The term “Digital Media Systems” or “us” or “we” refers to the owner of the website whose registered company information is Vesa Mount Ltd, Moor View, 6 Ryecroft Lane, Brighouse, HD6 3TQ.

The term “you” refers to the user, company or viewer of our website.

The use of this website is subject to the following terms of use:
The content of the pages of this website is for your general information and use only. It is subject to change without notice. Neither we nor any third parties provide any warranty or guarantee as to the accuracy, timeliness, performance, completeness or suitability of the information and materials found or offered on this website for any particular purpose.

Any orders you place with Digital Media Systems will be processed as per the Terms & Conditions of Vesa Mount Ltd at the time of the order being placed and can be viewed in full here: https://vesamount.co.uk/terms-conditions/

You acknowledge that such information and materials may contain inaccuracies or errors and we expressly exclude liability for any such inaccuracies or errors to the fullest extent permitted by law. Your use of any information or materials on this website is entirely at your own risk, for which we shall not be liable. It shall be your own responsibility to ensure that any products, services or information available through this website meet your specific requirements.

This website contains material which is owned by or licensed to us. This material includes, but is not limited to, the design, layout, look, appearance and graphics. Reproduction is prohibited other than in accordance with the copyright notice, which forms part of these terms and conditions.

All trademarks reproduced in this website which are not the property of, or licensed to, the operator are acknowledged on the website.

Unauthorised use of this website may give rise to a claim for damages and/or be a criminal offence. From time to time this website may also include links to other websites. These links are provided for your convenience to provide further information. They do not signify that we endorse the website(s). We have no responsibility for the content of the linked website(s).

You may not create a link to this website from another website or document without Digital Media Systems’ prior written consent.

Your use of this website and any dispute arising out of such use of the website is subject to the laws of England and Wales.

^^^^^^^^

Requirements →
Please copy out the website terms of use above in full, word for word.

^^^^^^^^

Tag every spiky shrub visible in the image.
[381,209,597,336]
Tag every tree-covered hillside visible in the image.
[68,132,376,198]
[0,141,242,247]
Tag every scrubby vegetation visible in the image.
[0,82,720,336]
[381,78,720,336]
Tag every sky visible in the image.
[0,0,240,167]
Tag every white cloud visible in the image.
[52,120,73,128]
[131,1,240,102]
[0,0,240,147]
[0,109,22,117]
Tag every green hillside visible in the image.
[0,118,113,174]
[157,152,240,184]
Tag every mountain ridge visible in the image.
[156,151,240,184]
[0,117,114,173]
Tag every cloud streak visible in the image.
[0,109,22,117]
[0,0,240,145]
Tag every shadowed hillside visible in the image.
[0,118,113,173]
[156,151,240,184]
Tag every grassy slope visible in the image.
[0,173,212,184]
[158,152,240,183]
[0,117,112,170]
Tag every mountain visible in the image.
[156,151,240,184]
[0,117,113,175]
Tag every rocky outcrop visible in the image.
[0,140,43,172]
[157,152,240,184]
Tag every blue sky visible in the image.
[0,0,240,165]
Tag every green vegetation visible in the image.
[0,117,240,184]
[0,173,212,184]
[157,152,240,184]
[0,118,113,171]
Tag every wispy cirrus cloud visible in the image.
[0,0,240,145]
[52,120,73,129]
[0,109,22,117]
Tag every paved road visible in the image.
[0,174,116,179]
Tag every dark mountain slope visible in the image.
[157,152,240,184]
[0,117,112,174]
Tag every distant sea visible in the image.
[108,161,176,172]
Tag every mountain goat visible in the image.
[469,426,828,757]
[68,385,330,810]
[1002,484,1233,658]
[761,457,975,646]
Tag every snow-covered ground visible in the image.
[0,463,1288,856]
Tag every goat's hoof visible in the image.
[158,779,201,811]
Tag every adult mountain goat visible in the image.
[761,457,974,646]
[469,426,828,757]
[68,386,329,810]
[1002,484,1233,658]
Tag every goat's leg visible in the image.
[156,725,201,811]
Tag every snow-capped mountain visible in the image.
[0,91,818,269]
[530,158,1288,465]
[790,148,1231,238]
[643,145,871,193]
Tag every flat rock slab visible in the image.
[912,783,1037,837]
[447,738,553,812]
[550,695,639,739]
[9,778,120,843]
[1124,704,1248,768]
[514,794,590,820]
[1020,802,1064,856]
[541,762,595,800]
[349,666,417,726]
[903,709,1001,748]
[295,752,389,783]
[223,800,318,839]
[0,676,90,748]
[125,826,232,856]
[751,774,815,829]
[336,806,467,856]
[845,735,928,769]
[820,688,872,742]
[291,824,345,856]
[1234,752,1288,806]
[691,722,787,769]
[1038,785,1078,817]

^^^^^^^^

Full response →
The term “Digital Media Systems” or “us” or “we” refers to the owner of the website whose registered company information is Vesa Mount Ltd, Moor View, 6 Ryecroft Lane, Brighouse, HD6 3TQ.

The term “you” refers to the user, company or viewer of our website.

The use of this website is subject to the following terms of use:
The content of the pages of this website is for your general information and use only. It is subject to change without notice. Neither we nor any third parties provide any warranty or guarantee as to the accuracy, timeliness, performance, completeness or suitability of the information and materials found or offered on this website for any particular purpose.

Any orders you place with Digital Media Systems will be processed as per the Terms & Conditions of Vesa Mount Ltd at the time of the order being placed and can be viewed in full here: https://vesamount.co.uk/terms-conditions/

You acknowledge that such information and materials may contain inaccuracies or errors and we expressly exclude liability for any such inaccuracies or errors to the fullest extent permitted by law. Your use of any information or materials on this website is entirely at your own risk, for which we shall not be liable. It shall be your own responsibility to ensure that any products, services or information available through this website meet your specific requirements.

This website contains material which is owned by or licensed to us. This material includes, but is not limited to, the design, layout, look, appearance and graphics. Reproduction is prohibited other than in accordance with the copyright notice, which forms part of these terms and conditions.

All trademarks reproduced in this website which are not the property of, or licensed to, the operator are acknowledged on the website.

Unauthorised use of this website may give rise to a claim for damages and/or be a criminal offence. From time to time this website may also include links to other websites. These links are provided for your convenience to provide further information. They do not signify that we endorse the website(s). We have no responsibility for the content of the linked website(s).

You may not create a link to this website from another website or document without Digital Media Systems’ prior written consent.

Your use of this website and any dispute arising out of such use of the website is subject to the laws of England and Wales.